----- Given data

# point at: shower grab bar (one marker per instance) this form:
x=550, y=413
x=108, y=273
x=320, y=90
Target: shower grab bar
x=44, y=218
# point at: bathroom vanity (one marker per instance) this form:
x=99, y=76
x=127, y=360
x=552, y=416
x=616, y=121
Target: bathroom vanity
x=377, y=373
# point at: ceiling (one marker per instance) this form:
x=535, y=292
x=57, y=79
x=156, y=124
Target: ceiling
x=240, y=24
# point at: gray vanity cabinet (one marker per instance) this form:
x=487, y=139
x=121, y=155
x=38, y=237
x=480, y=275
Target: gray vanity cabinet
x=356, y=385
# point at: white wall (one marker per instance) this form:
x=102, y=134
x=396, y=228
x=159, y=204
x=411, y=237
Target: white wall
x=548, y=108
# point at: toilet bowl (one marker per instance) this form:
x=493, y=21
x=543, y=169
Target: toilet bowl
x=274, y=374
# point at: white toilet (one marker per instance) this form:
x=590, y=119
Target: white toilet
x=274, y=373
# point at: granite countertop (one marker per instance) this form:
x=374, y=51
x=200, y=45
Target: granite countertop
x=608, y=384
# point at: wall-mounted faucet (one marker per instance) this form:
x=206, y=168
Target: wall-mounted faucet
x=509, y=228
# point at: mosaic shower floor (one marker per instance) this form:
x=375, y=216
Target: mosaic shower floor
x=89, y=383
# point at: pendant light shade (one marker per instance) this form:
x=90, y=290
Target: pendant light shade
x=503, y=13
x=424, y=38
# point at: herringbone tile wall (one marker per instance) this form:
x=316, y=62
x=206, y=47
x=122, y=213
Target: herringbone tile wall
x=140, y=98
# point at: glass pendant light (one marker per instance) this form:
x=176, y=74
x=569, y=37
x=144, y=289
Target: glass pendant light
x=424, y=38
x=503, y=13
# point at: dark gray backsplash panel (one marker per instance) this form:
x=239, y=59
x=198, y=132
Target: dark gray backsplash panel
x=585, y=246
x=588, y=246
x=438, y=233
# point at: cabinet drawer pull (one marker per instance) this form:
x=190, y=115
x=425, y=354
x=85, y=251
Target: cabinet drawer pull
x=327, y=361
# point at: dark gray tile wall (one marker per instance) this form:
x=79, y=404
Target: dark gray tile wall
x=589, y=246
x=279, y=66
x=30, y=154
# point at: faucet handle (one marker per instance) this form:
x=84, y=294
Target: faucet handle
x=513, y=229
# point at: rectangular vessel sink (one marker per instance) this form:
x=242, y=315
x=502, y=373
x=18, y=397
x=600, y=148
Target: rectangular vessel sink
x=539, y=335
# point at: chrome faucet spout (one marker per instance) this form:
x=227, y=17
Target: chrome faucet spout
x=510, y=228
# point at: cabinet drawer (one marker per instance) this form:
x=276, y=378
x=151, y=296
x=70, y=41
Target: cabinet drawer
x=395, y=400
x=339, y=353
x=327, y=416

----------

→ Task statement
Could you rewrite all the items above, putting "one point per instance" wherever "one marker per instance" appears and leaving everything else unchanged?

→ Solution for this exercise
# point at: shower grab bar (one point per instance) this form:
x=550, y=413
x=108, y=273
x=320, y=90
Target: shower grab bar
x=44, y=218
# point at: bathroom vanity (one point per instance) this form:
x=99, y=76
x=127, y=360
x=552, y=416
x=616, y=121
Target: bathroom vanity
x=377, y=373
# point at: ceiling (one point per instance) this form:
x=535, y=292
x=57, y=79
x=156, y=124
Target: ceiling
x=240, y=24
# point at: gray vanity cabinet (one point per instance) this form:
x=487, y=139
x=121, y=155
x=38, y=237
x=480, y=275
Target: gray vanity cabinet
x=356, y=385
# point at: white wall (one point per instance) this form:
x=102, y=134
x=396, y=228
x=159, y=204
x=411, y=237
Target: white wall
x=548, y=108
# point at: toilet bowl (one point per instance) this form:
x=493, y=21
x=543, y=169
Target: toilet bowl
x=274, y=374
# point at: white toilet (one point per instance) this form:
x=590, y=119
Target: white toilet
x=274, y=373
# point at: granite countertop (one point per instance) this form:
x=374, y=51
x=200, y=45
Target: granite countertop
x=608, y=384
# point at: wall-mounted faucet (one point per instance) this form:
x=206, y=168
Target: wall-mounted faucet
x=509, y=228
# point at: mosaic shower floor (one point per instance) this form:
x=375, y=216
Target: mosaic shower floor
x=89, y=383
# point at: pendant light shade (one point per instance) this form:
x=90, y=290
Target: pendant light shade
x=503, y=13
x=424, y=38
# point at: herringbone tile wall (one point per instance) this form:
x=316, y=62
x=206, y=47
x=122, y=213
Target: herringbone tile wall
x=140, y=98
# point at: glass pendant light (one point per instance) this form:
x=176, y=74
x=569, y=37
x=144, y=289
Target: glass pendant light
x=424, y=38
x=503, y=13
# point at: dark gray backsplash panel (one point per instance) this form:
x=239, y=59
x=198, y=132
Target: dark gray backsplash panel
x=585, y=246
x=588, y=246
x=438, y=233
# point at: cabinet drawer pull (one point per instance) this form:
x=190, y=115
x=425, y=354
x=85, y=251
Target: cabinet drawer pull
x=327, y=361
# point at: dark gray tile wall (one point per instance) this form:
x=79, y=404
Target: dark gray tile wall
x=589, y=246
x=279, y=66
x=30, y=154
# point at: faucet handle (one point per instance) this form:
x=84, y=294
Target: faucet handle
x=513, y=229
# point at: rectangular vessel sink (one point per instance) this form:
x=242, y=315
x=502, y=373
x=18, y=397
x=600, y=148
Target: rectangular vessel sink
x=539, y=335
# point at: chrome faucet spout (one point per instance) this form:
x=227, y=17
Target: chrome faucet spout
x=510, y=228
# point at: cabinet drawer (one point per instance) this form:
x=276, y=378
x=151, y=296
x=70, y=41
Target: cabinet drawer
x=395, y=400
x=339, y=353
x=327, y=416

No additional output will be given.